**取り組む課題**
a) 聖書の読み方についての文章の、「たとえば、次のように尋ねてみ」から始まり「よう求めておられるだけです。」で終わる部分を、「誘惑」を「試み」に入れ替えて書き直せ。
b) 聖書の読み方についての文章によると、サタンでさえ聖書に対して何をしているか。
c) 聖書の読み方についての文章で、私たちは真理に対して単なる何にすぎないと述べられているか、すべて挙げよ。

**ページ抜粋**
•••

Wednesday, January 30, 2019

聖書の読み方 『福音の喜び』146-154から

聖書を理解しようとすると立ち止まって、「真理に対して敬虔の念(reverence for truth)」を実践しなければならない。それは、みことばはつねに私たちを超えること、そして私たちは次のような者だと気づいている謙虚な心です。私たちは「決して真理の支配者ではない。私たちは単なる保管者、伝達者、しもべにすぎない」。み言葉に対する敬虔な感嘆を込めた崇敬の態度が必要。私たちに語りたいと願う神への愛がなければ分からない。その愛ゆえに弟子の態度をもって祈る「主よ、お話し下さい。しもべは聞いております(サムエル上3・9)。聖書は文学書としても読めるが、文学書だけではない。「いのちのことば」として読まないと、「死に至る書」となってしまいます。マタイ福音書も指摘しているように、サタンでも聖書を読んで引用している。この点はよくよく注意していただきたい。
テキストの中心をなすメッセージの意味を適切に理解するためには、教会の伝えてきた聖書の教え全体に照らして理解する必要があります。次の点を考慮に入れることは、聖書解釈の重要な原則です。それは、一部分だけではなく聖書全体が、聖霊による霊感を受けたということ、そして、何らかの問題を抱えた民は、その豊かな経験に基づいて神の意志を理解しながら成長していったということです。こうしたりかいによって、同じ聖書の中で矛盾するほかの教えについて、誤った解釈や部分的な解釈を避けます。言語学や釈義上の知識も必要ですが、「いのちのことば」を自分自身のものとすることま必要。従順と祈りの心で近づくことも必要。聖書は剣のように、「精神と霊、関節と骨髄とを切り離すほどに刺し通して、心の思いや考えを見分けることができる」(ヘブライ4・12)
たとえば、次のように尋ねてみるのはよいことです。「主よ、このテキストはわたしに何を語っているのですか。そのメッセージによって、わたしの生活の何を変えようとなさっているのですか。このテキストの何がわたしを煩わせるのでしょうか。どうしてここに興味が持てないのでしょうか」。あるいは、「なぜわたしはこのテキストが気に入ったのだろう。このみことばの、何がわたしを駆り立てるのだろう。何がわたしを引き付けるのだろう。なぜ吹き付けられるのだろう」。主に耳を傾けようとすると、しばしば誘惑に駆られます。つまり、単純にいらいらしたり、たまらなくなったり、耳や心を閉ざしたくなったりすることなどです。また、誰もが身に覚えのある誘惑は、そのテキストが示すのは他の人のことと考え、自分の生活に当てはめようとはしないというものです。テキストに特有のメッセージを骨抜きにしてしまうための口実を見付けることです。場合によっては、神から求められる決断があまりにも大きく感じられ、今の自分には受け止めきれないと思ってしまうこともあります。そのために多くの人はみことばに出会う喜びを失ってしまうのです。それは、父なる神よりも忍耐強いかたはなく、神よりも理解してくださり、待っていて下さるかたはないということを忘れてしまうことです。神はわたしたちを一歩先へ導こうといつも待ってくださいます。けれどもわたしたちの準備ができていないのに、完全なこたえを求めたりはしません。神は、わたしたちが誠実に自分の生活を見つめ、ありのままの姿を誠実にご自分に差し出すよう求めておられるだけです。

•••

**表示された項目**
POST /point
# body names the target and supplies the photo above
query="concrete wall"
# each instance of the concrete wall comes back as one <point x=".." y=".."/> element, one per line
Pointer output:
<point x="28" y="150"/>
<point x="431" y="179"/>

•••

**解いた課題**
a)
たとえば、次のように尋ねてみるのはよいことです。「主よ、このテキストはわたしに何を語っているのですか。そのメッセージによって、わたしの生活の何を変えようとなさっているのですか。このテキストの何がわたしを煩わせるのでしょうか。どうしてここに興味が持てないのでしょうか」。あるいは、「なぜわたしはこのテキストが気に入ったのだろう。このみことばの、何がわたしを駆り立てるのだろう。何がわたしを引き付けるのだろう。なぜ吹き付けられるのだろう」。主に耳を傾けようとすると、しばしば試みに駆られます。つまり、単純にいらいらしたり、たまらなくなったり、耳や心を閉ざしたくなったりすることなどです。また、誰もが身に覚えのある試みは、そのテキストが示すのは他の人のことと考え、自分の生活に当てはめようとはしないというものです。テキストに特有のメッセージを骨抜きにしてしまうための口実を見付けることです。場合によっては、神から求められる決断があまりにも大きく感じられ、今の自分には受け止めきれないと思ってしまうこともあります。そのために多くの人はみことばに出会う喜びを失ってしまうのです。それは、父なる神よりも忍耐強いかたはなく、神よりも理解してくださり、待っていて下さるかたはないということを忘れてしまうことです。神はわたしたちを一歩先へ導こうといつも待ってくださいます。けれどもわたしたちの準備ができていないのに、完全なこたえを求めたりはしません。神は、わたしたちが誠実に自分の生活を見つめ、ありのままの姿を誠実にご自分に差し出すよう求めておられるだけです。

b) 聖書を読んで引用している。

c) 保管者、伝達者、しもべ